▶ **Exercise prompt**
Return the full material exactly.

Start of Data shown

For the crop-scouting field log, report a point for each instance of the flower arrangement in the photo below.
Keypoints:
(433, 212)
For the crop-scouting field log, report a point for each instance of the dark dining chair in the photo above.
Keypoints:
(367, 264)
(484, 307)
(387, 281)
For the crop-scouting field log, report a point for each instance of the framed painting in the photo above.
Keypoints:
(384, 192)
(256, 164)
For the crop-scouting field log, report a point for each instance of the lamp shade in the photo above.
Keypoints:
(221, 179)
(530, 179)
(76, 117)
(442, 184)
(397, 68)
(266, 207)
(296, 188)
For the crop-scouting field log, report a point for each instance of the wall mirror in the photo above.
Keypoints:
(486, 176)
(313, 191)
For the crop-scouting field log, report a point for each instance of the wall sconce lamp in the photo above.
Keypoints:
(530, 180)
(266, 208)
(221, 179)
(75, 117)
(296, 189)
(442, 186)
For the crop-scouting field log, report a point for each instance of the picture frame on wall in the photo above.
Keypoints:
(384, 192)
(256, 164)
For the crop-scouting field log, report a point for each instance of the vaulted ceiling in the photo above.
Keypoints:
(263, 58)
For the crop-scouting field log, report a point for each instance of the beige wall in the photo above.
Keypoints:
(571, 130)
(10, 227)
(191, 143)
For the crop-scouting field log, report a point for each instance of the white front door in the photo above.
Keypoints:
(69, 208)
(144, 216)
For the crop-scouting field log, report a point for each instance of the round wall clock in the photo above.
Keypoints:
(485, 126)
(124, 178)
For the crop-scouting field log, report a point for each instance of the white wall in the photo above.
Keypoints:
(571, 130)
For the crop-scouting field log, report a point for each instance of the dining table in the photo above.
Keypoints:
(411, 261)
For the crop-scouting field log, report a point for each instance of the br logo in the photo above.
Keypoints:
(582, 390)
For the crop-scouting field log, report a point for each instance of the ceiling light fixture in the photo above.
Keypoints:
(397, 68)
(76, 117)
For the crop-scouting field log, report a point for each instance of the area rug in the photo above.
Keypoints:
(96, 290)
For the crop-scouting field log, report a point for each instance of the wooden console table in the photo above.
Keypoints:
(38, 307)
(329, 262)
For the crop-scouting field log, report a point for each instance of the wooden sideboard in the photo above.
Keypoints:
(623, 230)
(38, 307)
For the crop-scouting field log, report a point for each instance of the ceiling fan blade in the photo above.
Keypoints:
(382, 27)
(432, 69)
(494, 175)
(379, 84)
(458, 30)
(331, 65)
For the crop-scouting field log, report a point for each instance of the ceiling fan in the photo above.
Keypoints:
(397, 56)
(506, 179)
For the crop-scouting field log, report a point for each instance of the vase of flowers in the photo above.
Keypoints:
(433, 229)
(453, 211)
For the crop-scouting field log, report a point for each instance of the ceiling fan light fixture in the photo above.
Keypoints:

End of Data shown

▶ **Finished answer**
For the crop-scouting field log, report a point for each instance of the flower arrangement in the photo below.
Keypoints:
(433, 212)
For the crop-scouting field log, report a point for each instance of the dark dining chair in the photo above.
Keypoints:
(367, 264)
(484, 307)
(387, 281)
For the crop-scouting field log, report a point for each instance of the framed painting in the photo above.
Keypoints:
(384, 192)
(256, 164)
For the crop-scouting field log, report a point for each instance of the lamp shade in the photo above.
Keypoints:
(221, 179)
(530, 179)
(76, 117)
(442, 184)
(397, 68)
(266, 207)
(296, 188)
For the crop-scouting field log, report a point for each instance of the wall mirror in the photo above.
Keypoints:
(486, 176)
(313, 191)
For the crop-scouting field log, report a point for each instance of the wall sconce lamp in the photo above.
Keypoints:
(530, 180)
(266, 208)
(221, 179)
(75, 117)
(296, 189)
(442, 186)
For the crop-scouting field log, report a point for each instance of the picture frame on wall in the photo above.
Keypoints:
(384, 192)
(256, 164)
For the crop-scouting field log, report a point for each instance of the vaulted ceiling in the photo above.
Keypoints:
(263, 58)
For the crop-scouting field log, report a point for each instance of the beige wall in the photo above.
Keypoints:
(571, 130)
(10, 227)
(191, 143)
For the crop-scouting field log, report a point for each instance of the white front door in the photo above.
Keypoints:
(69, 208)
(144, 216)
For the crop-scouting field log, report a point for each instance of the round wall clock in the photo above.
Keypoints:
(485, 126)
(124, 178)
For the crop-scouting field log, report a point for each instance of the white wall in the photo above.
Keypoints:
(571, 130)
For the crop-scouting field log, report a point for each instance of the dining table in the photo above.
Keypoints:
(411, 261)
For the crop-scouting field log, report a point for each instance of the br logo in the photo above.
Keypoints:
(582, 390)
For the crop-scouting field log, report a point for each instance of the ceiling light fixture in the photo above.
Keypoints:
(397, 68)
(76, 117)
For the crop-scouting field log, report a point for each instance of the area rug in the photo above.
Keypoints:
(96, 290)
For the crop-scouting field log, report a point for each instance of the wooden console table in the photo above.
Keypoints:
(38, 307)
(329, 262)
For the crop-scouting field log, report a point for each instance of the wooden sideboard in the photo above.
Keypoints:
(623, 230)
(38, 307)
For the crop-scouting field log, report a point for each instance of the ceiling fan blade in the photo above.
Keypoints:
(382, 27)
(432, 69)
(494, 175)
(379, 84)
(458, 30)
(331, 65)
For the crop-scouting field log, report a point for each instance of the ceiling fan in the photo above.
Keypoints:
(397, 56)
(506, 179)
For the crop-scouting field log, report a point for each instance of the vase of flowers in the photo above.
Keypoints:
(433, 229)
(453, 211)
For the crop-scouting field log, report a point for each instance of the ceiling fan light fixture in the photo above.
Keypoints:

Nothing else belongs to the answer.